Reproduce the entries exactly.

— START Records shown —

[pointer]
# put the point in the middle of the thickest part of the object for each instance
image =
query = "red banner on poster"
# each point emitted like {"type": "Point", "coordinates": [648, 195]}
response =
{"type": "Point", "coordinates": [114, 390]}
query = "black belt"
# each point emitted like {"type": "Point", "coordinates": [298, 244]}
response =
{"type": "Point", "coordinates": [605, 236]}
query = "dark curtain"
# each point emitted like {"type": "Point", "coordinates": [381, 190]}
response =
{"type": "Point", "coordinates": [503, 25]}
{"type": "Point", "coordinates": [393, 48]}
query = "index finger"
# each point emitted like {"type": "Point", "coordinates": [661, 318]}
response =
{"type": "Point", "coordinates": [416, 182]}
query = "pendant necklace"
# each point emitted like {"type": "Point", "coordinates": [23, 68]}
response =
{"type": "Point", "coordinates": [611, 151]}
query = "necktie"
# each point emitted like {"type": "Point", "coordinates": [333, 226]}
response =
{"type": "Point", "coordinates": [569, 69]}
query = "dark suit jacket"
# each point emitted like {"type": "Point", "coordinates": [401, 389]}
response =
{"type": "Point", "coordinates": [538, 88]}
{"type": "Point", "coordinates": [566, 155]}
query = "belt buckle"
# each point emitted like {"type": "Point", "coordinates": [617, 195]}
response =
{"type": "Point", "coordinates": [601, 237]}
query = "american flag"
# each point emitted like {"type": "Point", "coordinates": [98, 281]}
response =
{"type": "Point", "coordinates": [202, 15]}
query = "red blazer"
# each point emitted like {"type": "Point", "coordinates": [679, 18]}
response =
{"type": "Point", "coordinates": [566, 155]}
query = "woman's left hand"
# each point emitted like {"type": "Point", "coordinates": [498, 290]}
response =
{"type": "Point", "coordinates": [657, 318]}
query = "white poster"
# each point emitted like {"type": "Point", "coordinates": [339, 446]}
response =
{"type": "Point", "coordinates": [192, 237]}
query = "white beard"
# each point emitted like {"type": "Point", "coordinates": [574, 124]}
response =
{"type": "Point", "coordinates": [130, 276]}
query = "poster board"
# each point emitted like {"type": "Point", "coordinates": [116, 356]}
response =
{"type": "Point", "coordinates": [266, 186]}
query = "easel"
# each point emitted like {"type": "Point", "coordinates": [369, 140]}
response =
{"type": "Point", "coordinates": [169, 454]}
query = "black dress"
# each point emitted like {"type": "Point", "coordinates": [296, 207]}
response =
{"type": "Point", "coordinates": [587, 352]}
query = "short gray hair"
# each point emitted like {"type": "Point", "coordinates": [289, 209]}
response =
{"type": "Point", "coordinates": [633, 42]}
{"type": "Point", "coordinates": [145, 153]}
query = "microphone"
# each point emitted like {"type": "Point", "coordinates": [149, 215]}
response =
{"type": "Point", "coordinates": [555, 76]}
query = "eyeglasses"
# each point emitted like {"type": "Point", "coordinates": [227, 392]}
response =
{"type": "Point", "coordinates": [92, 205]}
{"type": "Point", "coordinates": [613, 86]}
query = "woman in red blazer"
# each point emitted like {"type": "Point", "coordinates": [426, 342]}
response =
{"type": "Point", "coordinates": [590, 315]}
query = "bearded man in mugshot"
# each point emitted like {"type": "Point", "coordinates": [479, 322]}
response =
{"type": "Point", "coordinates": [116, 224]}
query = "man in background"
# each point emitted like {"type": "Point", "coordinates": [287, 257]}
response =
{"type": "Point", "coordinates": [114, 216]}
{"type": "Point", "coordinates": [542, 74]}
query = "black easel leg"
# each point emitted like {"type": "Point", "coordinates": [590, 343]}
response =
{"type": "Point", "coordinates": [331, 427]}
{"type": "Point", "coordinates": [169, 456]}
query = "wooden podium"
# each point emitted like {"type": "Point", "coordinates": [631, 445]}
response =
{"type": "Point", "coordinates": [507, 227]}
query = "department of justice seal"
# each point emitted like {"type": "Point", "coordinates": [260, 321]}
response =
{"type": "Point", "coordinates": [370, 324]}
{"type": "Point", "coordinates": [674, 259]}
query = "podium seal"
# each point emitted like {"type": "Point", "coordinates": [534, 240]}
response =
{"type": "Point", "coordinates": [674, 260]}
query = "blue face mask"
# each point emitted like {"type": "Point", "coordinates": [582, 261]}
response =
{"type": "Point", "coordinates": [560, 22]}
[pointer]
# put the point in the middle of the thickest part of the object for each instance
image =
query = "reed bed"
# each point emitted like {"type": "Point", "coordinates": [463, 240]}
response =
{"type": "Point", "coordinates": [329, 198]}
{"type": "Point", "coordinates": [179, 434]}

— END Records shown —

#### [Finished answer]
[pointer]
# put the point in the middle of the thickest part of the object for each instance
image =
query = "red banner on poster"
# each point emitted like {"type": "Point", "coordinates": [648, 195]}
response =
{"type": "Point", "coordinates": [114, 390]}
query = "black belt"
# each point emitted like {"type": "Point", "coordinates": [298, 244]}
response =
{"type": "Point", "coordinates": [605, 236]}
query = "dark curtain"
# each point emitted like {"type": "Point", "coordinates": [381, 190]}
response =
{"type": "Point", "coordinates": [503, 25]}
{"type": "Point", "coordinates": [393, 48]}
query = "index finger"
# each point emitted like {"type": "Point", "coordinates": [661, 318]}
response =
{"type": "Point", "coordinates": [416, 182]}
query = "pendant necklace"
# each point emitted like {"type": "Point", "coordinates": [23, 68]}
response =
{"type": "Point", "coordinates": [611, 151]}
query = "necktie"
# each point emitted like {"type": "Point", "coordinates": [333, 226]}
response =
{"type": "Point", "coordinates": [569, 69]}
query = "dark suit jacket"
# each point emitted like {"type": "Point", "coordinates": [401, 389]}
response =
{"type": "Point", "coordinates": [538, 88]}
{"type": "Point", "coordinates": [566, 155]}
query = "belt buckle"
# each point emitted like {"type": "Point", "coordinates": [617, 195]}
response =
{"type": "Point", "coordinates": [601, 237]}
query = "american flag"
# each point emitted like {"type": "Point", "coordinates": [98, 281]}
response =
{"type": "Point", "coordinates": [202, 15]}
query = "red blazer"
# each point emitted like {"type": "Point", "coordinates": [679, 18]}
response =
{"type": "Point", "coordinates": [566, 155]}
query = "woman's left hand"
# each point emitted like {"type": "Point", "coordinates": [498, 290]}
response =
{"type": "Point", "coordinates": [657, 318]}
query = "white poster"
# each point emitted like {"type": "Point", "coordinates": [339, 446]}
response =
{"type": "Point", "coordinates": [192, 237]}
query = "white beard"
# each point emitted like {"type": "Point", "coordinates": [574, 124]}
response =
{"type": "Point", "coordinates": [130, 276]}
query = "poster board"
# each point emitted like {"type": "Point", "coordinates": [116, 356]}
response =
{"type": "Point", "coordinates": [266, 186]}
query = "easel"
# each point emitted like {"type": "Point", "coordinates": [369, 140]}
response =
{"type": "Point", "coordinates": [169, 454]}
query = "black dress"
# each point emitted like {"type": "Point", "coordinates": [296, 207]}
response =
{"type": "Point", "coordinates": [587, 352]}
query = "short gray hair"
# each point emitted like {"type": "Point", "coordinates": [289, 209]}
response =
{"type": "Point", "coordinates": [633, 42]}
{"type": "Point", "coordinates": [145, 153]}
query = "microphone"
# each point emitted like {"type": "Point", "coordinates": [149, 215]}
response =
{"type": "Point", "coordinates": [555, 76]}
query = "eyeglasses"
# each point emitted like {"type": "Point", "coordinates": [227, 392]}
response =
{"type": "Point", "coordinates": [92, 205]}
{"type": "Point", "coordinates": [613, 86]}
query = "woman in red blazer"
# each point emitted like {"type": "Point", "coordinates": [426, 342]}
response =
{"type": "Point", "coordinates": [590, 315]}
query = "bearded man in mugshot"
# each point emitted like {"type": "Point", "coordinates": [479, 322]}
response =
{"type": "Point", "coordinates": [116, 224]}
query = "man in background"
# each point emitted like {"type": "Point", "coordinates": [287, 257]}
response =
{"type": "Point", "coordinates": [114, 216]}
{"type": "Point", "coordinates": [542, 74]}
query = "black easel leg"
# each point emitted like {"type": "Point", "coordinates": [590, 343]}
response =
{"type": "Point", "coordinates": [331, 427]}
{"type": "Point", "coordinates": [169, 456]}
query = "wooden podium"
# each point emitted like {"type": "Point", "coordinates": [631, 445]}
response =
{"type": "Point", "coordinates": [507, 227]}
query = "department of justice seal"
# each point emitted like {"type": "Point", "coordinates": [260, 321]}
response =
{"type": "Point", "coordinates": [370, 324]}
{"type": "Point", "coordinates": [674, 259]}
query = "podium seal"
# each point emitted like {"type": "Point", "coordinates": [534, 240]}
response =
{"type": "Point", "coordinates": [674, 260]}
query = "blue face mask"
# each point emitted like {"type": "Point", "coordinates": [582, 261]}
response =
{"type": "Point", "coordinates": [560, 22]}
[pointer]
# put the point in the middle of the thickest part of the object for each instance
image =
query = "reed bed"
# each point emitted like {"type": "Point", "coordinates": [463, 240]}
response =
{"type": "Point", "coordinates": [329, 198]}
{"type": "Point", "coordinates": [179, 434]}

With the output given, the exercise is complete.